#### Short problem:
Starting from the line that contains "If you would be willing to tag the leg", reproduce each line exactly through the end of the material, and include no other lines.

#### Material provided:

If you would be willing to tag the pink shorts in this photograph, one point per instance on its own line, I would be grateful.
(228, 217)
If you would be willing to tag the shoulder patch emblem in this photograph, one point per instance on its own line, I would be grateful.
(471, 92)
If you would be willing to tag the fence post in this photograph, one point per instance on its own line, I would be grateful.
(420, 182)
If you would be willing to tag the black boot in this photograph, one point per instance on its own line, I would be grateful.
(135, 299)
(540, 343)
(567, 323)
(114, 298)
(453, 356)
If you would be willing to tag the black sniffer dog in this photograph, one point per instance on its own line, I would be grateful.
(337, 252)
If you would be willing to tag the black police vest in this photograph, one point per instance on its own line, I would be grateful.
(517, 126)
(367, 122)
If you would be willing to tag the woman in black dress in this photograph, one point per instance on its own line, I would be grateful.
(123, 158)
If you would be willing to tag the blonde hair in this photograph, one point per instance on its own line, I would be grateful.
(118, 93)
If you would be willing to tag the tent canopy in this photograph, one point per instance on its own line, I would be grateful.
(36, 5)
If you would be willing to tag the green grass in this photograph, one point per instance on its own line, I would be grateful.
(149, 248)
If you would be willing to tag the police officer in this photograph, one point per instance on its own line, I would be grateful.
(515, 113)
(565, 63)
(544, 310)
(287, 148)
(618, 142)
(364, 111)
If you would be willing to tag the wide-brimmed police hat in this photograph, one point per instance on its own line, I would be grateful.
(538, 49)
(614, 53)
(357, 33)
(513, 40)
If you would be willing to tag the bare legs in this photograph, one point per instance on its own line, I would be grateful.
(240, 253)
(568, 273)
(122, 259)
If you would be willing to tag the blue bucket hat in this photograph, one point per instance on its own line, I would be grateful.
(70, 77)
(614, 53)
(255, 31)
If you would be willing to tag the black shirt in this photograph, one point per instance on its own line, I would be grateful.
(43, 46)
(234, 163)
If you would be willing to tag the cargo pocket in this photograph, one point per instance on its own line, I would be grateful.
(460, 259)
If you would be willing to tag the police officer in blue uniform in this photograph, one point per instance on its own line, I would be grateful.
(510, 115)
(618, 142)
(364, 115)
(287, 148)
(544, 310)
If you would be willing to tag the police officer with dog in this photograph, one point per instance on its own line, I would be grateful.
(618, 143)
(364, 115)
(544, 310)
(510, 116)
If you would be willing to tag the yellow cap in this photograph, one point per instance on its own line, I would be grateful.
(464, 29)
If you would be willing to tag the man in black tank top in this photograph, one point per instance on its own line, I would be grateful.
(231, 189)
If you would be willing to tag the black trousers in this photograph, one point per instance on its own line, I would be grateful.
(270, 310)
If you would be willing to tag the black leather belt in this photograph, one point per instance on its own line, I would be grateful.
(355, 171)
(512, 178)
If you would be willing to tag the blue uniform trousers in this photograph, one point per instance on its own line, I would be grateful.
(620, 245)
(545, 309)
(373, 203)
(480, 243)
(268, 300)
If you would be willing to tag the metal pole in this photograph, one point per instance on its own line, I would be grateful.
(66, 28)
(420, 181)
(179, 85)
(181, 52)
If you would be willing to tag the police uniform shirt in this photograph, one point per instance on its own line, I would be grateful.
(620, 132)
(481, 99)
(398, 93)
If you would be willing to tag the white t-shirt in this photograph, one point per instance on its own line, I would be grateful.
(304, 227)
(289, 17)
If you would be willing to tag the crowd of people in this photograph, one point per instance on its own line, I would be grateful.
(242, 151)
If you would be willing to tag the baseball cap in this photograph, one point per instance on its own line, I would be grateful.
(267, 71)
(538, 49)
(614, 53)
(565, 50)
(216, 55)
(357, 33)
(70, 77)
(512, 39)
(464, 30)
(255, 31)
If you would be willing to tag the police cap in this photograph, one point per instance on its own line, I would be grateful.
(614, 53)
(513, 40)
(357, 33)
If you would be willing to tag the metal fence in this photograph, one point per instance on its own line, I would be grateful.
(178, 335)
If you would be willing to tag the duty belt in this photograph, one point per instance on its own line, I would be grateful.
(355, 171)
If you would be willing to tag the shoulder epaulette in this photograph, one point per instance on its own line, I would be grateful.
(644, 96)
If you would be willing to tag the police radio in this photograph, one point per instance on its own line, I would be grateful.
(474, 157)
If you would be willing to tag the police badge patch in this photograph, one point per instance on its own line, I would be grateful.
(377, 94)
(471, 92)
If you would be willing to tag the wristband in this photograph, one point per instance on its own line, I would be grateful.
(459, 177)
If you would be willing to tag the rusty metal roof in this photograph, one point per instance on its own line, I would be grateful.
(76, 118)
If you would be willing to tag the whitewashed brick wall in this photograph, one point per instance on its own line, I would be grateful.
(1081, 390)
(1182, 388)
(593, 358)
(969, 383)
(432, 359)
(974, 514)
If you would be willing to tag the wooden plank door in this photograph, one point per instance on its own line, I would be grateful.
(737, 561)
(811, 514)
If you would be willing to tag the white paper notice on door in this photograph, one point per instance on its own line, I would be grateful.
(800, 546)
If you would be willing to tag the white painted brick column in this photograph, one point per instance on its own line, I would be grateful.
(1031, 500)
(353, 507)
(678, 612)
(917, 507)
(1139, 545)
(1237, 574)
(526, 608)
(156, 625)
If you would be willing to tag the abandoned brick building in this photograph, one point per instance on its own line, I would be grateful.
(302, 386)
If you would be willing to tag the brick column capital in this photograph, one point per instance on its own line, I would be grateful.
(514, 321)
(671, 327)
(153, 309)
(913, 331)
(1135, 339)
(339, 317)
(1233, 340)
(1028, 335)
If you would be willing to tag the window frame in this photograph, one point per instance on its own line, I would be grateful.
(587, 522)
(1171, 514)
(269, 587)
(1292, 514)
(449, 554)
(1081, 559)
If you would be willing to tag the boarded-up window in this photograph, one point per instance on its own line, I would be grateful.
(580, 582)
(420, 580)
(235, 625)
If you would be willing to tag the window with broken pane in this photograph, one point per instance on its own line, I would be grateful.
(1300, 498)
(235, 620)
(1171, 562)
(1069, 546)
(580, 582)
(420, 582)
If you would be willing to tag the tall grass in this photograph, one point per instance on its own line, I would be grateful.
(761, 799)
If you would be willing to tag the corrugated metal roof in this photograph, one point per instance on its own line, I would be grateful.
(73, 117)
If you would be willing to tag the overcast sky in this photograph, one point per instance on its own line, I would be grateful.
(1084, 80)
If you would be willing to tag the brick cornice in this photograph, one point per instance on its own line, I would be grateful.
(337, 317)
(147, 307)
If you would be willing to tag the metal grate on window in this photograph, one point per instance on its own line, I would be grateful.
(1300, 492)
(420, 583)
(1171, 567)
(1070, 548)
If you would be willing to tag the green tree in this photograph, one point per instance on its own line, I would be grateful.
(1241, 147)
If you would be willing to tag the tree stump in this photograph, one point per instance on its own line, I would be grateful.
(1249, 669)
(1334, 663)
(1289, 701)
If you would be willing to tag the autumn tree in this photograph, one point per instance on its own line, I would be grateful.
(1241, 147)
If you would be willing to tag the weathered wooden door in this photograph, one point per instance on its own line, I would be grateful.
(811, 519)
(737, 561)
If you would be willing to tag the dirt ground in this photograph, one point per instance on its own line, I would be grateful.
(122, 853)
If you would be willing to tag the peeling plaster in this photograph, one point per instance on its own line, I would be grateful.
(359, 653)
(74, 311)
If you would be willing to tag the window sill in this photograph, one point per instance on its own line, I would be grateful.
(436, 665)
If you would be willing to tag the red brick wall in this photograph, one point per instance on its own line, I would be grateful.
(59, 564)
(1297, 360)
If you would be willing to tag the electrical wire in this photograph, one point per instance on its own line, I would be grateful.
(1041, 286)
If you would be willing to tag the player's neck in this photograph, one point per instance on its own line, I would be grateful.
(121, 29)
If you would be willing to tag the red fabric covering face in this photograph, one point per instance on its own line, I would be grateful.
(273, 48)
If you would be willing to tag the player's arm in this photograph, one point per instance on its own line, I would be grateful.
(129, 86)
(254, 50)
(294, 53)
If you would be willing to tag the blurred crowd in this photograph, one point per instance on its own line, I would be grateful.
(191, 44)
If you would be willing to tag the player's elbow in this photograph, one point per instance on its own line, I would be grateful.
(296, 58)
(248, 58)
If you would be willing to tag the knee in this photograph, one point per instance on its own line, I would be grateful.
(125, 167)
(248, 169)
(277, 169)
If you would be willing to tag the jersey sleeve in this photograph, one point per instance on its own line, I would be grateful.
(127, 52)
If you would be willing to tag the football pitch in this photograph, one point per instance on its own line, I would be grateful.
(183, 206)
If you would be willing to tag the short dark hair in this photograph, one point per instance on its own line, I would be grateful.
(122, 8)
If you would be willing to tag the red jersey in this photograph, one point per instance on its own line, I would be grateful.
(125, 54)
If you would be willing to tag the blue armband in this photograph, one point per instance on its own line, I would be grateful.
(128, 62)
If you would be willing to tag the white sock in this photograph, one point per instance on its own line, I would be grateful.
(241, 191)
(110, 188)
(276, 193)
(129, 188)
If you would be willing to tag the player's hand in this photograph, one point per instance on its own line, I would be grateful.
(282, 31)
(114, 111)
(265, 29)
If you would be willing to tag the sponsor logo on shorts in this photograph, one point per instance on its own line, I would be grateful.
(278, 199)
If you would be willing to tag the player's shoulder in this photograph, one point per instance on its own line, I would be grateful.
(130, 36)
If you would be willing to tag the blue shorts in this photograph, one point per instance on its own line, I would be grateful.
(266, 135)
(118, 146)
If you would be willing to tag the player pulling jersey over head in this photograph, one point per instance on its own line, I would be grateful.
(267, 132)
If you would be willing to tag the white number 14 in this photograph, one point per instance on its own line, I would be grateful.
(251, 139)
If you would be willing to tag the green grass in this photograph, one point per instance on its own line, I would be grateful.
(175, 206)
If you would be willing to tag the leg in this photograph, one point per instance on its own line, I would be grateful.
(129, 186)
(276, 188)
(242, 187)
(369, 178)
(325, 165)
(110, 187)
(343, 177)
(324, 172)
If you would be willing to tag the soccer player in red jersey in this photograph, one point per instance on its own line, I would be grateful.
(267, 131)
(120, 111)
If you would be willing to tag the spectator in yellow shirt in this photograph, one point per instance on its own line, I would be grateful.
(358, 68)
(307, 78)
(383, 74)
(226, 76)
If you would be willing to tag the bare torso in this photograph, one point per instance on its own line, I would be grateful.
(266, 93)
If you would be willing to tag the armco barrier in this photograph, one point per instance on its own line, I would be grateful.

#### Problem solution:
If you would be willing to tag the leg in this photograph, one point per instance on its own line, I would be grateful.
(129, 186)
(276, 188)
(242, 187)
(369, 178)
(325, 165)
(110, 187)
(343, 177)
(324, 172)
If you would be willing to tag the soccer player in red jersey in this photograph, one point per instance on its own line, I would be grateful.
(267, 131)
(120, 111)
If you would be willing to tag the spectator in yellow shirt in this photograph, one point per instance on its own line, I would be grateful.
(358, 68)
(307, 78)
(383, 74)
(226, 76)
If you would be willing to tag the bare torso in this photograph, one point per instance on its own line, I would be grateful.
(266, 93)
If you would be willing to tag the armco barrier in this photograph, one point per instance on its own line, I would be grateful.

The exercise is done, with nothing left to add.